EXERCISE AIM: Could you format the rows from the line containing "Could you spot the long" through the line containing "point(49, 268)" as a JSON list of strings, one string per line, leaving out any blank lines?

• • •

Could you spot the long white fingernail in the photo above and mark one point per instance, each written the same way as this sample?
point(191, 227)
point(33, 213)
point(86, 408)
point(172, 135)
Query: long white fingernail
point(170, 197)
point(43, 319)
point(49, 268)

• • •

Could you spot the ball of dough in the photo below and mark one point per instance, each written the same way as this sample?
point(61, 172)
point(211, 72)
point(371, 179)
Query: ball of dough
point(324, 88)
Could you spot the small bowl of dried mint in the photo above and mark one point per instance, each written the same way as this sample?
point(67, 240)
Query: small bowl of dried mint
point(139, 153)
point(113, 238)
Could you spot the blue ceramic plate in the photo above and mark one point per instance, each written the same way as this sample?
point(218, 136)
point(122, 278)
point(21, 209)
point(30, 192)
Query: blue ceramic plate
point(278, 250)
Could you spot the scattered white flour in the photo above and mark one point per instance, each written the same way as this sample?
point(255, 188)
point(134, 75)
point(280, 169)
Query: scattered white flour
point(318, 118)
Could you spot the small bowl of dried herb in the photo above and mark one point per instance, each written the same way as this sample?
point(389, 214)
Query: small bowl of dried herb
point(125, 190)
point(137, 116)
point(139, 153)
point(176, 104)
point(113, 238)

• • •

FINISHED ANSWER:
[
  "Could you spot the long white fingernail in the photo above and mark one point per instance, each written the same way as this sample?",
  "point(191, 227)",
  "point(33, 213)",
  "point(86, 408)",
  "point(172, 135)",
  "Query: long white fingernail",
  "point(170, 197)",
  "point(43, 319)",
  "point(49, 268)"
]